- _Stated exercise_
Arrange the material below, starting at the line containing "Can you spot the black leather" and ending at the line containing "x=569, y=823", both included, as a numbered list with blank lines left out. Give only those lines.
--
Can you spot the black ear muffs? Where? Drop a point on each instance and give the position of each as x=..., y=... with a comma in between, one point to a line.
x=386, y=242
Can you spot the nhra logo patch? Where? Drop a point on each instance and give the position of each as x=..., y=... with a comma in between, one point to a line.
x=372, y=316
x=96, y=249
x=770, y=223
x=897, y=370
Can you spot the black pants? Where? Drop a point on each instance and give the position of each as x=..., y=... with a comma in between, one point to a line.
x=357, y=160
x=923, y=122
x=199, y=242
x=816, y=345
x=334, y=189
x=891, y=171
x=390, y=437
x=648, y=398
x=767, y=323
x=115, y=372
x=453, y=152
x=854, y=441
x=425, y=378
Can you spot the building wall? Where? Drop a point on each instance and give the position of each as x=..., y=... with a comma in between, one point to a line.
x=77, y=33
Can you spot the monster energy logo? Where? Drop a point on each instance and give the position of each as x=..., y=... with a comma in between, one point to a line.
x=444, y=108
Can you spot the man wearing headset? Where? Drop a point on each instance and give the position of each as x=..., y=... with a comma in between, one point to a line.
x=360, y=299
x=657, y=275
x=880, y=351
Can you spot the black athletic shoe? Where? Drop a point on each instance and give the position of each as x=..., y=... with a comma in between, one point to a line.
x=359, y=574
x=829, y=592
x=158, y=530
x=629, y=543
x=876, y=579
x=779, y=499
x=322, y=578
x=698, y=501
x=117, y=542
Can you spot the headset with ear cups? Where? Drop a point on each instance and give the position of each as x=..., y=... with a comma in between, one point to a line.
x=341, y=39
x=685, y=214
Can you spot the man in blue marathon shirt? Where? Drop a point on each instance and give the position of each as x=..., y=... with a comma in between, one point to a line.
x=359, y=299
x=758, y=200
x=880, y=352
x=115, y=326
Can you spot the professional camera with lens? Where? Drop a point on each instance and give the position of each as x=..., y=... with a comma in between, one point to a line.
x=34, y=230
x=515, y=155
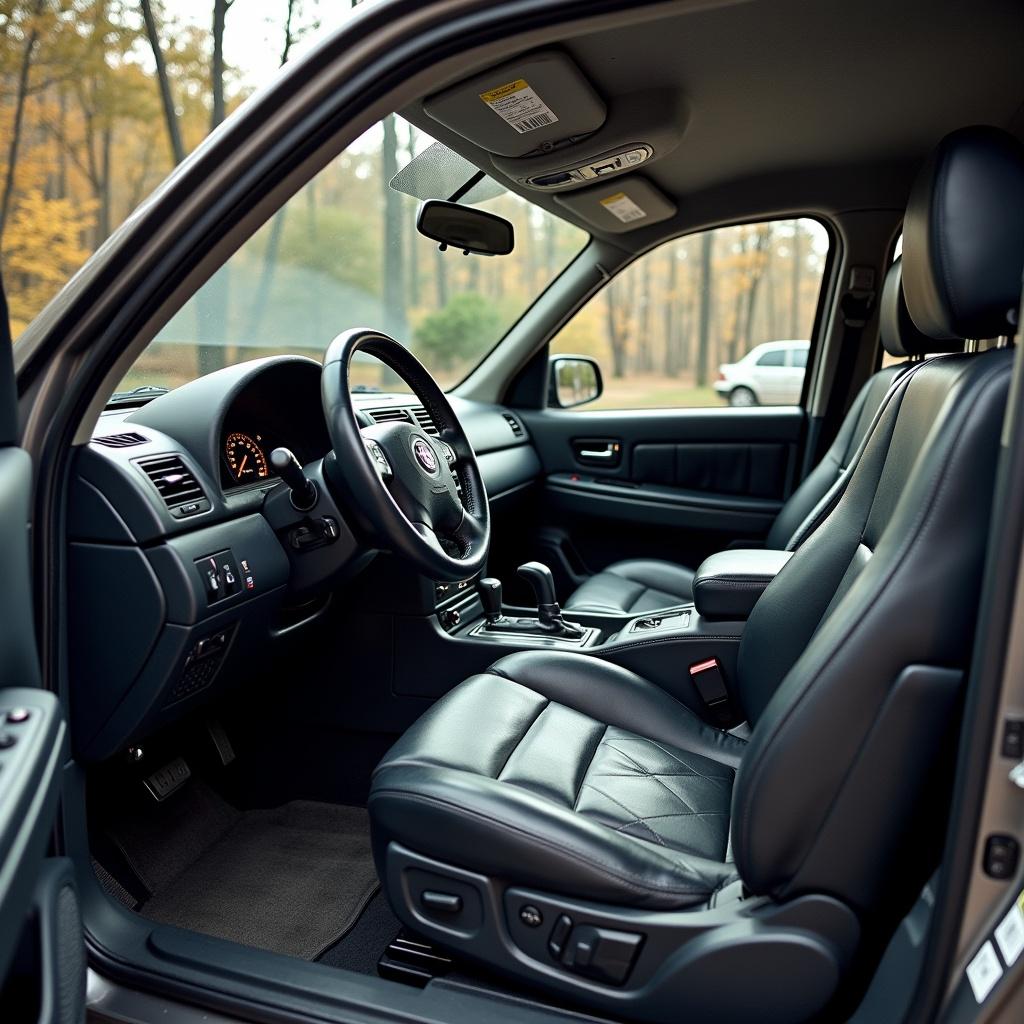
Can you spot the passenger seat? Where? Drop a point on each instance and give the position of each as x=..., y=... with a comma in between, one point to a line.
x=642, y=585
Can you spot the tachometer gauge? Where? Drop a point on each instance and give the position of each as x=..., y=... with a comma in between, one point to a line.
x=245, y=459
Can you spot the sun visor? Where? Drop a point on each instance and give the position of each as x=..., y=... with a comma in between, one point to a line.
x=622, y=205
x=525, y=105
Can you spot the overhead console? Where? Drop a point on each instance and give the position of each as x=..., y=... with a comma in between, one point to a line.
x=546, y=127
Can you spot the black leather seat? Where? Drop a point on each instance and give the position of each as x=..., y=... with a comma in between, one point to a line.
x=640, y=585
x=568, y=822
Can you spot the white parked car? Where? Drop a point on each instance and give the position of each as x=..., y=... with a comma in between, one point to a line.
x=771, y=374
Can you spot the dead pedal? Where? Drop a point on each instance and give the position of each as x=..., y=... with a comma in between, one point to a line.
x=413, y=961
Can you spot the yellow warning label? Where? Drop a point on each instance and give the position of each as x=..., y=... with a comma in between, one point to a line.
x=503, y=90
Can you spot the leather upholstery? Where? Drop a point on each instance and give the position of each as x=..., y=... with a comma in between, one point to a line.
x=635, y=586
x=587, y=779
x=899, y=336
x=728, y=584
x=964, y=237
x=568, y=774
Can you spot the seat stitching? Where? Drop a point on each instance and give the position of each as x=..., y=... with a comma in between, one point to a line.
x=583, y=779
x=629, y=810
x=679, y=761
x=518, y=742
x=645, y=771
x=627, y=882
x=913, y=535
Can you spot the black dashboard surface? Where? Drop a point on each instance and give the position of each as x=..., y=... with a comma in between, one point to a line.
x=192, y=562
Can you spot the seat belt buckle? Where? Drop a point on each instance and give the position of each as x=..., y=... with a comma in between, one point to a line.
x=709, y=679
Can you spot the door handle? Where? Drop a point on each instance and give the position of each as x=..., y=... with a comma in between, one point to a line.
x=598, y=452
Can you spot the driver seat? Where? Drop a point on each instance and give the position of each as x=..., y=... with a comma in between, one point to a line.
x=569, y=823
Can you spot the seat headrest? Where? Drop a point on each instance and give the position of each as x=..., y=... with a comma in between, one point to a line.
x=899, y=335
x=964, y=237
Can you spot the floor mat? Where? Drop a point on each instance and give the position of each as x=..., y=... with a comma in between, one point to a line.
x=292, y=880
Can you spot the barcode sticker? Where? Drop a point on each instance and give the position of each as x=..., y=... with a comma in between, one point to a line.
x=1010, y=934
x=983, y=972
x=517, y=104
x=623, y=207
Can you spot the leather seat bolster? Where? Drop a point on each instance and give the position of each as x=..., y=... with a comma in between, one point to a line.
x=728, y=584
x=634, y=586
x=620, y=697
x=451, y=812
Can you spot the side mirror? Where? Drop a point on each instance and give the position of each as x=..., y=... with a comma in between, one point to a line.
x=465, y=227
x=574, y=381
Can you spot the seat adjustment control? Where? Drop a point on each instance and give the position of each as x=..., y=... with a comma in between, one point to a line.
x=440, y=902
x=601, y=953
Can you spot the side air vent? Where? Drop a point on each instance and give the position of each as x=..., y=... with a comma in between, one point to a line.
x=121, y=440
x=517, y=428
x=388, y=415
x=176, y=484
x=422, y=417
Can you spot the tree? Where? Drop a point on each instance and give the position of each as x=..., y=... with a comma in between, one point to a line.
x=455, y=334
x=32, y=31
x=163, y=83
x=704, y=339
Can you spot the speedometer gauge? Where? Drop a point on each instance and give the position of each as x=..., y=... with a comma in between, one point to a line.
x=245, y=458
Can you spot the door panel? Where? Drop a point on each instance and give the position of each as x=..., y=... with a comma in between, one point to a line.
x=42, y=960
x=687, y=482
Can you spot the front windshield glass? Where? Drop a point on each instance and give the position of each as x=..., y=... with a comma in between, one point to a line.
x=344, y=252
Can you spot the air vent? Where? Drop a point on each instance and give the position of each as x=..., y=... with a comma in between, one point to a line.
x=422, y=417
x=121, y=440
x=388, y=415
x=176, y=483
x=517, y=427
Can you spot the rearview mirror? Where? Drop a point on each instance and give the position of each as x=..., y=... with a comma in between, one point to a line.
x=574, y=381
x=465, y=227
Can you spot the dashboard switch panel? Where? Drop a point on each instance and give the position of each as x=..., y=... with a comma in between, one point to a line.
x=220, y=576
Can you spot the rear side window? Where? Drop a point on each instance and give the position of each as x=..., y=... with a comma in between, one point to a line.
x=671, y=330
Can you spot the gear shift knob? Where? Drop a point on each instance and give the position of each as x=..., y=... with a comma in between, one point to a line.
x=540, y=578
x=489, y=590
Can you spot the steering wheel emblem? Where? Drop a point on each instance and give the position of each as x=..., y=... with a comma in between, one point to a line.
x=425, y=456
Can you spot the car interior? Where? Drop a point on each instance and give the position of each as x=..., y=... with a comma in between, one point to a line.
x=640, y=714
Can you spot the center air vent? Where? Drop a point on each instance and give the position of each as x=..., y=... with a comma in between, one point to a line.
x=422, y=417
x=176, y=484
x=120, y=440
x=517, y=428
x=388, y=415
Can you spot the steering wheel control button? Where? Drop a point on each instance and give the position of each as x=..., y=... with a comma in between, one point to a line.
x=425, y=456
x=440, y=902
x=530, y=916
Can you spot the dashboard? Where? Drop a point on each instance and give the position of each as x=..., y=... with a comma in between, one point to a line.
x=185, y=555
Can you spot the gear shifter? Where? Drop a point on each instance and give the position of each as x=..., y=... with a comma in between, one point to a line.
x=548, y=611
x=489, y=590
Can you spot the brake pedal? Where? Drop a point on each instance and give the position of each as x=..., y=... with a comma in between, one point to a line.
x=219, y=736
x=168, y=780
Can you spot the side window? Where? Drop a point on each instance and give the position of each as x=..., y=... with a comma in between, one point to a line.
x=692, y=323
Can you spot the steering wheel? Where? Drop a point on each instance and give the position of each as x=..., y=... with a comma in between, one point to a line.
x=422, y=497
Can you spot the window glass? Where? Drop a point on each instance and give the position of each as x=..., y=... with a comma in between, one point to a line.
x=672, y=330
x=344, y=252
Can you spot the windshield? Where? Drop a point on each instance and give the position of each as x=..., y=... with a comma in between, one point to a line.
x=344, y=252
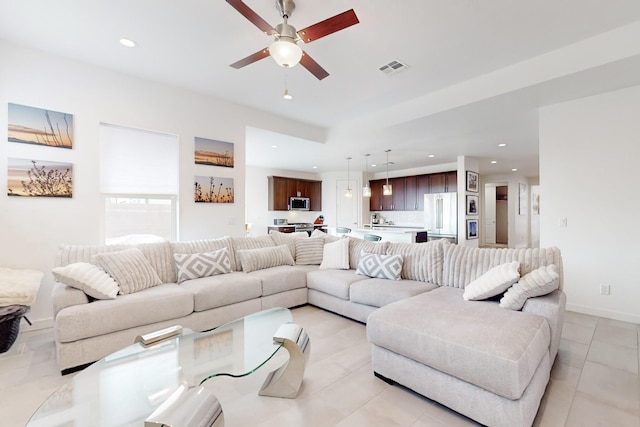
--
- _Answer below_
1. Can you spot the black leather seat? Where? Drop a point on each instance and give the position of each as x=..., y=... with a comma in between, one point to a line.
2. x=640, y=585
3. x=568, y=822
4. Can you spot the white parked car? Where? Drop a point on each instance and give the position of each as x=..., y=... with a comma in between, one point to a line.
5. x=771, y=374
6. Can you spot the dead pedal? Where? Drop a point on each instance and give the position of each as x=..., y=... with a comma in between, one point to a line.
7. x=413, y=961
8. Can you spot the yellow warning label? Where? Drop a point on each instance and give the position of each as x=..., y=... with a comma in between, one point to a line.
9. x=503, y=90
10. Can you spot the leather upholstery? Where? Drop a point on each instance and give the position of each as x=..., y=... with a comma in between, one point to a line.
11. x=635, y=586
12. x=587, y=779
13. x=899, y=336
14. x=728, y=584
15. x=964, y=237
16. x=568, y=774
17. Can you spot the seat stitching? Where? Drop a point on each instance and give the position of each as x=..., y=... with a comma in between, one point to a line.
18. x=583, y=779
19. x=629, y=810
20. x=679, y=761
21. x=518, y=742
22. x=645, y=771
23. x=627, y=882
24. x=913, y=535
25. Can you spot the black dashboard surface? Where? Drop a point on each instance and give the position of each as x=..., y=... with a comma in between, one point to a line.
26. x=192, y=562
27. Can you spot the seat belt buckle? Where? Drop a point on each instance and give the position of each as x=..., y=... with a comma in between, one point to a line.
28. x=709, y=679
29. Can you spot the door handle? Where? Drop a point on each instance and give the position of each as x=..., y=... with a comma in between, one point to a line.
30. x=598, y=452
31. Can you spot the driver seat? Where? Drop a point on each instance and give the position of each as x=..., y=... with a comma in between, one point to a line.
32. x=569, y=823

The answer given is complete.